Reading text:
# # # #

Change-point study¶
Change point
analysis or
change detection
deals with abrupt changes in statistical properties of time series.
bayesloop includes two types abrupt changes: an abrupt change in
parameter values is modeled by the transition model Changepoint
. In
contrast to this change in value, the transition model itself may change
at specific points in time, which we will refer to as structural
breaks. These structural changes are implemented using the
SerialTransitionModel
class. The following two sections introduce
the ChangepointStudy
class and describe its usage to analyze both
change-points and structural breaks in time series data.
In [1]:
%matplotlib inline
import matplotlib.pyplot as plt # plotting
import seaborn as sns # nicer plots
sns.set_style('whitegrid') # plot styling
import bayesloop as bl
import numpy as np
Analyzing abrupt changes of parameter values¶
The ChangepointStudy
class represents an extention of the
HyperStudy
introduced above and provides an easy-to-use interface to
conduct change-point studies. By calling the fit
method, this type
of study first analyzes the defined transition model and detects all
instances of the Changepoint
class. Instead of directly using all
combinations of predefined change-points provided by the user, it then
computes a list of all valid combinations of change-point times and fits
them (basically preventing the double-counting of change-point times due
to reversed order). With Bayesian evidence as an objective fitness
measure, this type of study can be used to answer the general question
of when changes have happened. Furthermore, we may compute a
distribution of change-point times to assess the (un-)certainty of these
points in time.

# # # #

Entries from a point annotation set
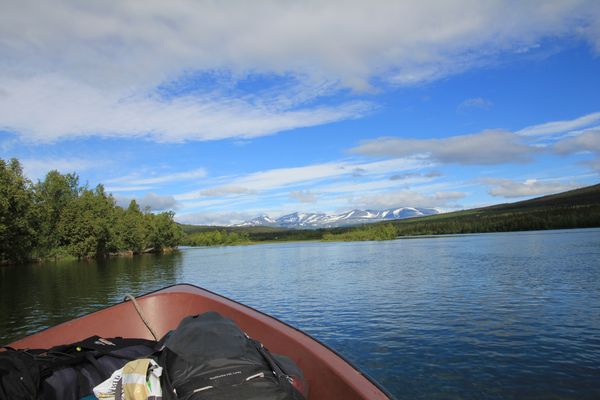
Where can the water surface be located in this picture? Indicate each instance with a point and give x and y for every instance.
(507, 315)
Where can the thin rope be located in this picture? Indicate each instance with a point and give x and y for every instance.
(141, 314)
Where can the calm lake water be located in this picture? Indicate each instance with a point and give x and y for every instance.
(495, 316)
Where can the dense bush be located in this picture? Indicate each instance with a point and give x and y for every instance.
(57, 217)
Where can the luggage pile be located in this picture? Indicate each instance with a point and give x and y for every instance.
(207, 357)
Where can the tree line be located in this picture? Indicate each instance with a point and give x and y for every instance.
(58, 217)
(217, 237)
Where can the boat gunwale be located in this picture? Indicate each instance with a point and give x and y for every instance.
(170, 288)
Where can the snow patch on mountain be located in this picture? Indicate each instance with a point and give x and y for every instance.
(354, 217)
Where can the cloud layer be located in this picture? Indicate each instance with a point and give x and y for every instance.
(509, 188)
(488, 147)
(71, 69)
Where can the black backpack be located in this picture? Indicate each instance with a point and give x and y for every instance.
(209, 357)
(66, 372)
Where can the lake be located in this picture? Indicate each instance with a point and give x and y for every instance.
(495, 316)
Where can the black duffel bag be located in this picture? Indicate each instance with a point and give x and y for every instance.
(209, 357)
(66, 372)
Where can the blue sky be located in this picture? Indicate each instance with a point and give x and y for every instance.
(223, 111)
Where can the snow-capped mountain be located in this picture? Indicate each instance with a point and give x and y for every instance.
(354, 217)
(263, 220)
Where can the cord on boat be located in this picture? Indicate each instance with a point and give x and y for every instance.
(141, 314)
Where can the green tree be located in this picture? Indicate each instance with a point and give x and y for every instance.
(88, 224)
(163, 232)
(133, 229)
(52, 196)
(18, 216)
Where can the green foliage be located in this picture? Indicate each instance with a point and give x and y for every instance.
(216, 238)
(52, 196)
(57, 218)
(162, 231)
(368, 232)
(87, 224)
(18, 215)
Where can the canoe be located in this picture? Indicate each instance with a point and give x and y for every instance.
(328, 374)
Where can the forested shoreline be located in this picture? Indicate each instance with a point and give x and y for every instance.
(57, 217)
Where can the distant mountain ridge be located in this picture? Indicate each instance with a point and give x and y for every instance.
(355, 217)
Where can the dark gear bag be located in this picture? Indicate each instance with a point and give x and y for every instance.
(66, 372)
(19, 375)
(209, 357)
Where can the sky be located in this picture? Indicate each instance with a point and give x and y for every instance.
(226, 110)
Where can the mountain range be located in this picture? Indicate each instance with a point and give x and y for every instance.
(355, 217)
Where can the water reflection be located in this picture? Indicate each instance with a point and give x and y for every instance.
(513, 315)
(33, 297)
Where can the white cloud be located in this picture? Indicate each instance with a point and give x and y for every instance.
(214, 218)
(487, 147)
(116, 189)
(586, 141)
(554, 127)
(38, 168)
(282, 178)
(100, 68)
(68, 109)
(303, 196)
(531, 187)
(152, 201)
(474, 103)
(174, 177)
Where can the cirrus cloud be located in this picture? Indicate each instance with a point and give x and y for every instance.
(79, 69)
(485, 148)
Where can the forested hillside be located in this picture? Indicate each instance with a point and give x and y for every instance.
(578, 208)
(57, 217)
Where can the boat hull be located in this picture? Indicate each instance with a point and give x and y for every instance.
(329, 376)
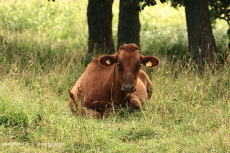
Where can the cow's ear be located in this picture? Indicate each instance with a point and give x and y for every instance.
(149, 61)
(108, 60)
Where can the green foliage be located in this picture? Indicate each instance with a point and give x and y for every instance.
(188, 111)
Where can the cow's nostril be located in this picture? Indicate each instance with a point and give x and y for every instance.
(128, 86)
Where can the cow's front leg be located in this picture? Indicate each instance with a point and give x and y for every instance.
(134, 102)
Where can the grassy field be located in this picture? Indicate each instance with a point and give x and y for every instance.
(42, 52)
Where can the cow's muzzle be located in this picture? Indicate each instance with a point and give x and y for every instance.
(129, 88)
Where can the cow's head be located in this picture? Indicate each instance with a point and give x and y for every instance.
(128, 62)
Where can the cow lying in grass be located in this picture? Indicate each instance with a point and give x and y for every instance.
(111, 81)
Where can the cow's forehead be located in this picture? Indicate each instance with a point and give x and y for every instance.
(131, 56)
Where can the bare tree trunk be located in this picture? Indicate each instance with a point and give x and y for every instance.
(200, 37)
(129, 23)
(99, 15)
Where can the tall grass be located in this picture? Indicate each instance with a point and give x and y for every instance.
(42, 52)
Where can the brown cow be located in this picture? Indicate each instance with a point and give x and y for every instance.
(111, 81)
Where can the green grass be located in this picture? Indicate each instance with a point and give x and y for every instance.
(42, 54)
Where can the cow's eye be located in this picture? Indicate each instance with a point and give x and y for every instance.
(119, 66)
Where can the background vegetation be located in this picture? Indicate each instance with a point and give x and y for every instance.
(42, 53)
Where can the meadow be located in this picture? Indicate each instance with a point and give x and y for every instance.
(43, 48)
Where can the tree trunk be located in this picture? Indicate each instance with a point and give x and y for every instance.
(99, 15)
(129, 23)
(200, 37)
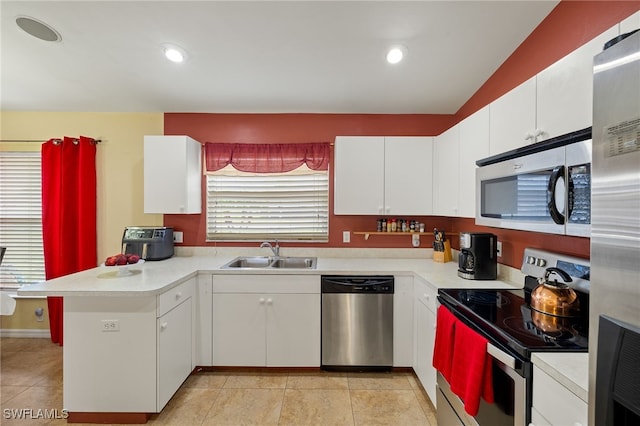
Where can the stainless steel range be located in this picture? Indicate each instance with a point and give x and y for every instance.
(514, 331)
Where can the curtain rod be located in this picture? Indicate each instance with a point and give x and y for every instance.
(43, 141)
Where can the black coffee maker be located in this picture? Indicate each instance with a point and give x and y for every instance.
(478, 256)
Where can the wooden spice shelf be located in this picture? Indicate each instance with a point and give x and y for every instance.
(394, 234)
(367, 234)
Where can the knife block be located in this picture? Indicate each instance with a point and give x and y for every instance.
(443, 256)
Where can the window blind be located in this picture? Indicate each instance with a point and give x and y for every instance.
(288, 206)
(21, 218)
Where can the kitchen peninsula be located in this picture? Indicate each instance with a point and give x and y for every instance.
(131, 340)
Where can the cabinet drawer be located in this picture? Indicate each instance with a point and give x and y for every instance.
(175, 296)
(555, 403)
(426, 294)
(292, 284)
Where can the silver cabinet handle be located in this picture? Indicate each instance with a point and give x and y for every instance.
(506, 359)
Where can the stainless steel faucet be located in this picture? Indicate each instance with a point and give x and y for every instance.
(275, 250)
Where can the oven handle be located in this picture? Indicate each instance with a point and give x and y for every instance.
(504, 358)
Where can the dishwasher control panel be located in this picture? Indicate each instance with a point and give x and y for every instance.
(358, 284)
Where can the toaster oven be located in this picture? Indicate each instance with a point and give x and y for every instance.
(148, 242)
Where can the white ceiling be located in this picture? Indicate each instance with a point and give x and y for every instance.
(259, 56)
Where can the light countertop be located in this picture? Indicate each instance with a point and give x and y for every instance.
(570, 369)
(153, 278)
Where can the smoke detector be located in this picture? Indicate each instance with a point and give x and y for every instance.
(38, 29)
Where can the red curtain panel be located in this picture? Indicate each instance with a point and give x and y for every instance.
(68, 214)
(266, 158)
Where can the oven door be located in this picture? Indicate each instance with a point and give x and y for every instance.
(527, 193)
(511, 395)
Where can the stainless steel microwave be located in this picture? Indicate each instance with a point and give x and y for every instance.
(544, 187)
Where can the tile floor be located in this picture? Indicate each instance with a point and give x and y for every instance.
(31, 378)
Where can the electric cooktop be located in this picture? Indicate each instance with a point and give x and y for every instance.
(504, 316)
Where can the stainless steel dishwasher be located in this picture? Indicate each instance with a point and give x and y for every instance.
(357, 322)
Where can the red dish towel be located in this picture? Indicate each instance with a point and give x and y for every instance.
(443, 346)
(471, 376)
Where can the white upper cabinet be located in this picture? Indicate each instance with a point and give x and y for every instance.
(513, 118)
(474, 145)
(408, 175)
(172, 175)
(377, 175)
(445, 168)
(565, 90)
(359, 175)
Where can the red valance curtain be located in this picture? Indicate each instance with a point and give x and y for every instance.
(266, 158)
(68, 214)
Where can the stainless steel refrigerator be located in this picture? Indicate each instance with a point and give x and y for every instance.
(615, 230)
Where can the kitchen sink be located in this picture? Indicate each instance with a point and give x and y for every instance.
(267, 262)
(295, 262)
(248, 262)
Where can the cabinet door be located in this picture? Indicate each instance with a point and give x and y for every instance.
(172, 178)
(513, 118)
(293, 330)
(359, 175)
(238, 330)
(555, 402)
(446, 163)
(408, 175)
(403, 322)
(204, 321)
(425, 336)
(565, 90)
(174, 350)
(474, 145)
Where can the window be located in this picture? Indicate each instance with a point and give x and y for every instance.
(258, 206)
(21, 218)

# # # #

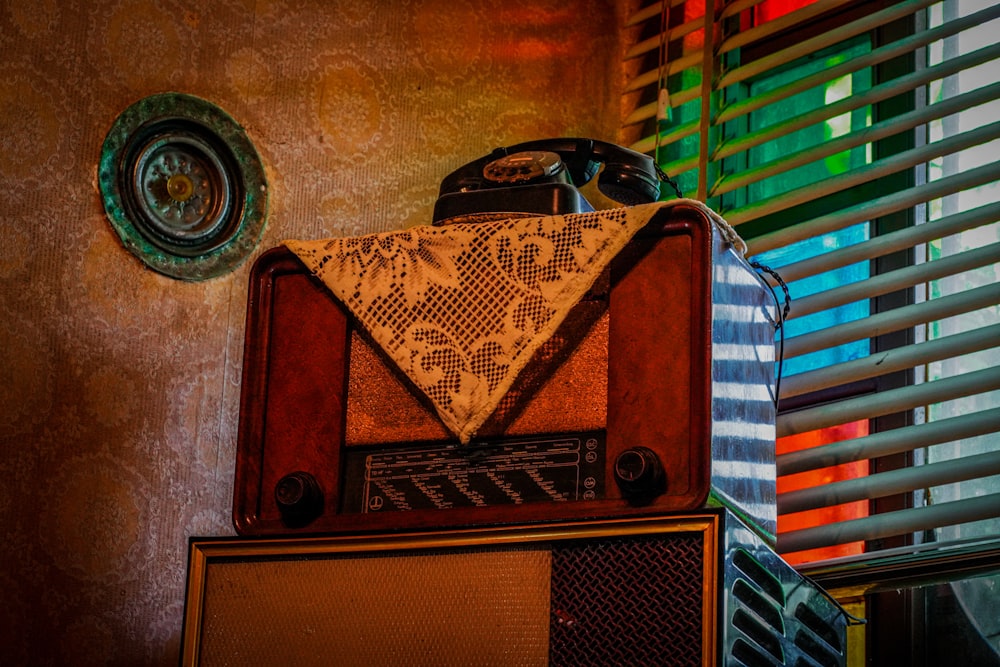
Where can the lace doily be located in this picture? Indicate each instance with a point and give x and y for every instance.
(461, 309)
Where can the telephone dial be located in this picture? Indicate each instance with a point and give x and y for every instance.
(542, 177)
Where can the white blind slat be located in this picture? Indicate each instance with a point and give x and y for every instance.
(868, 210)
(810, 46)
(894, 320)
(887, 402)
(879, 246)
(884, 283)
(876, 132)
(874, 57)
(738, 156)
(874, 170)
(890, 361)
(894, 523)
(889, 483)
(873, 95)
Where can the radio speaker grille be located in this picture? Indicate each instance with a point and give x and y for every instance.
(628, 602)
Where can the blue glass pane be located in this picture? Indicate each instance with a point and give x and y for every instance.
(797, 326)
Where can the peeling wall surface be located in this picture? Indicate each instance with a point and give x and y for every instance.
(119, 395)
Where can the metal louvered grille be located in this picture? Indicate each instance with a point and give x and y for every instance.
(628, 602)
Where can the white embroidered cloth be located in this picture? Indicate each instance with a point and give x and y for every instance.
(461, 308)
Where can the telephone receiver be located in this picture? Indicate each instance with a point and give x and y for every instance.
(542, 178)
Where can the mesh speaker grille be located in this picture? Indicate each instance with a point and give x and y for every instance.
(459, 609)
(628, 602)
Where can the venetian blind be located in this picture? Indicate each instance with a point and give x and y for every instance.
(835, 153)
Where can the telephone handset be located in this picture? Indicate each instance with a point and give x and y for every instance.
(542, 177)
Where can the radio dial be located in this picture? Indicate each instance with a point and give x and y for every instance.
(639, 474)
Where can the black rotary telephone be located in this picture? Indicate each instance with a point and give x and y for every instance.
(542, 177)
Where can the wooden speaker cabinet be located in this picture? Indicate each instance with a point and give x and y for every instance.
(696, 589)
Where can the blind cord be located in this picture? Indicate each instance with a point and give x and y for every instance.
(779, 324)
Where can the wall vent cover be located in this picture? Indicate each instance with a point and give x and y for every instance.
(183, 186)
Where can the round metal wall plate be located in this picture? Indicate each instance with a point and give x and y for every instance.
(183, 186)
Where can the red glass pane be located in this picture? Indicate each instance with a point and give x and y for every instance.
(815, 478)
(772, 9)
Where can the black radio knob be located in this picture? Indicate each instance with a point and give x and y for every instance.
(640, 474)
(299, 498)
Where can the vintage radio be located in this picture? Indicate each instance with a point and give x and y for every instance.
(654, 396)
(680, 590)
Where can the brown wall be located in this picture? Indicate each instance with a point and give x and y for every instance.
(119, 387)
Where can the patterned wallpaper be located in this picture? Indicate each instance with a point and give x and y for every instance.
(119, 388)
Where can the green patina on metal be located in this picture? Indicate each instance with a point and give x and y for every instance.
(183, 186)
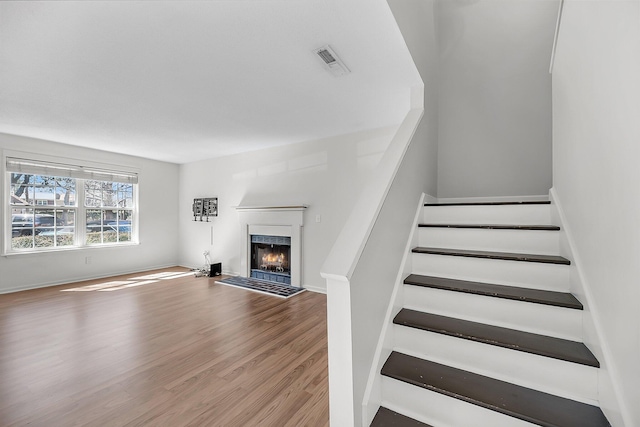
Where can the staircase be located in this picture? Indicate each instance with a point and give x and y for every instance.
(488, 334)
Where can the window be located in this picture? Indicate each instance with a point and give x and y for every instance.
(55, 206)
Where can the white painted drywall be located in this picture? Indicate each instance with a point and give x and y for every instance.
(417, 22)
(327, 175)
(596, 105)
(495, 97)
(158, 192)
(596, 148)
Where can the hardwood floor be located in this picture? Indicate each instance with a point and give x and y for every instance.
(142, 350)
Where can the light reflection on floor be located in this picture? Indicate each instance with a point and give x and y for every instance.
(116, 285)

# # # #

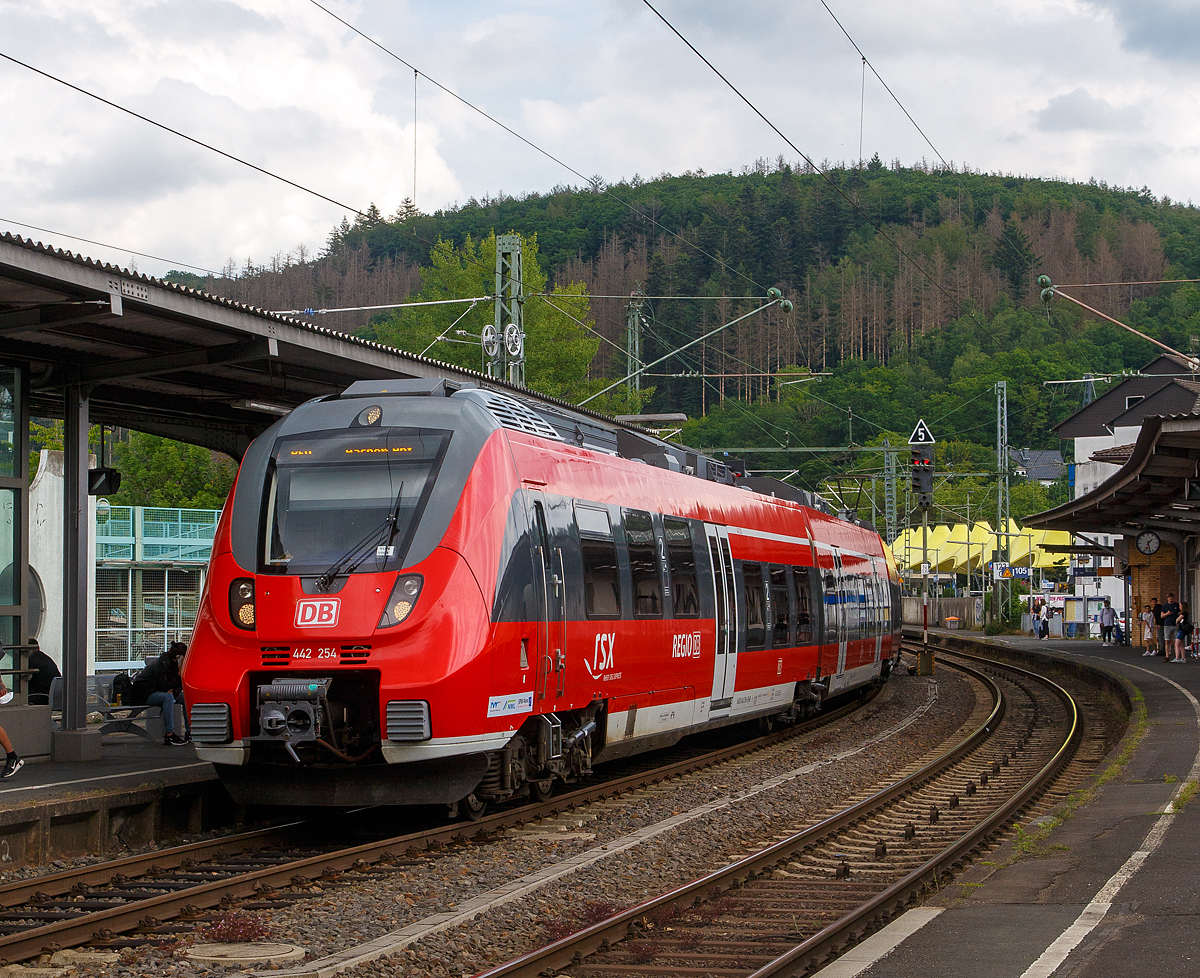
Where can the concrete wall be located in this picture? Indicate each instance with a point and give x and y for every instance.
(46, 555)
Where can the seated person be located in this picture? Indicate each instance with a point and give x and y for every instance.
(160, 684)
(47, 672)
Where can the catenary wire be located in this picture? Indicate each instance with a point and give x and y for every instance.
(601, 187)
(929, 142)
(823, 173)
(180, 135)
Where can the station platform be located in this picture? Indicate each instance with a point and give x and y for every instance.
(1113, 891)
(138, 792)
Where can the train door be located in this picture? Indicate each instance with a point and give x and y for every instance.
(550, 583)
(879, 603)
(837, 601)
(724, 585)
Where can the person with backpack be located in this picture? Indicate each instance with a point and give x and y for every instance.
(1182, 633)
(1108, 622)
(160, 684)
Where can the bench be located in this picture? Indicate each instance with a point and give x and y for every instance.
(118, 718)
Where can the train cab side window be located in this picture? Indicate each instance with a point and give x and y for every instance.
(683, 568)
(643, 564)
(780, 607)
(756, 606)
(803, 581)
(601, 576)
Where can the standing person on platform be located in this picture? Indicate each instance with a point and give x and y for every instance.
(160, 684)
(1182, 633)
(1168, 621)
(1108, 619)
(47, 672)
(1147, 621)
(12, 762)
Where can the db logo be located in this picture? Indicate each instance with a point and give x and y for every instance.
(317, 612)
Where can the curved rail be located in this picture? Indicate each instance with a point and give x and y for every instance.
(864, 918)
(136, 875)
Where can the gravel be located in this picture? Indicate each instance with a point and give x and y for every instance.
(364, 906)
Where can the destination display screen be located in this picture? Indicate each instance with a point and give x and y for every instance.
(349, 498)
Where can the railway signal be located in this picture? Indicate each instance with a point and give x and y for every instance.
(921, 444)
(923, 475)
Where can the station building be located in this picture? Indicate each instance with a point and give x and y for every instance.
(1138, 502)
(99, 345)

# # # #

Task to carry out: Which class does the change-point study page say implements structural breaks?

Solution below: The SerialTransitionModel class.